(Check your understanding)
**a.** In the excerpt about the Union County schoolgirl, rewrite the paragraph beginning "When the entire school" more briefly, keeping its main points.
**b.** In the excerpt about the Union County schoolgirl, list every thing the text says happened to the girl.
***** Excerpt to read *****
Why is it that East Tennessee, whch I love, can be the scene of some ridiculous and hurtful exercises? A poor little girl in Union County was getting beaten up, sent to the principal's office, and generally discriminated against, because she declined to participate in school hours field trips to church revivals, refused to play Mary in a nativity play, and the like. Glenn Reynolds has a thoughtful column on the subject, referencing the Knoxville News-Sentinel article on the subject.

Being Jewish, I have a particular empathy on issues such as this one. The Constitutional Establishment Clause within the First Amendment was specifically intended to protect the rights of the minority of people; that's why the state shall support no establishment of a particular religious orientation. By the way, that's also why it's irrelevant that 85% polled [or some such statistic] support prayer in public schools. Of course the majority want their religion; that's why we have the Bill or Rights -- to protect those such as this little girl.

When the entire school -- except this girl -- leaves --during school, mind you -- to go to a church revival, that's tantamount to endorsement and establishment of that particular religious position. When you're in the minority in a peer-conscious environment such as school, it's hard enough to get through the day, without this type of not-so-subtle proselytizing. What's so wrong with leaving religion to the home, and leaving education free of religious inundation?
***** Excerpted records *****
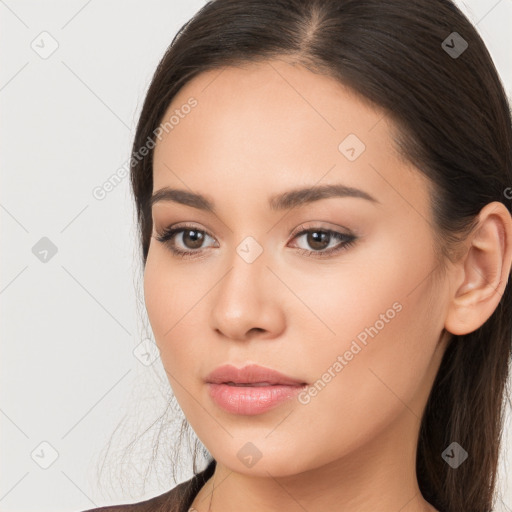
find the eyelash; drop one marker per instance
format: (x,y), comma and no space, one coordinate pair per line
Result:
(168,233)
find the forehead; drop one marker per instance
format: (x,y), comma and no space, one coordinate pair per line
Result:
(272,124)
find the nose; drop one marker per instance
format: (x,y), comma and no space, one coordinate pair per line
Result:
(246,302)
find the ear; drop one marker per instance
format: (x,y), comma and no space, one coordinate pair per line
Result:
(483,272)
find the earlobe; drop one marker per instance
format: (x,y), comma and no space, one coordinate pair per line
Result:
(485,270)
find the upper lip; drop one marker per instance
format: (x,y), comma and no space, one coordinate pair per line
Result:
(250,374)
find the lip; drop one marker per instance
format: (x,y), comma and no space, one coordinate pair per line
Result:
(263,388)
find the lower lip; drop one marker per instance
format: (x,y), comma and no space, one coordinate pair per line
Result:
(250,400)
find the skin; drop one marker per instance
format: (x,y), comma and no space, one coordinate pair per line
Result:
(259,130)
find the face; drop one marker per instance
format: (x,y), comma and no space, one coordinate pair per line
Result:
(337,291)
*****
(Answer list)
**a.** When a whole school leaves during class time for a church revival and only one girl stays behind, that amounts to endorsing and establishing that religious position. A minority student in a peer-conscious setting already has a hard time without this kind of open proselytizing. Why not leave religion to the home and keep education free of it?

**b.**
- She was beaten up.
- She was sent to the principal's office.
- She was generally discriminated against.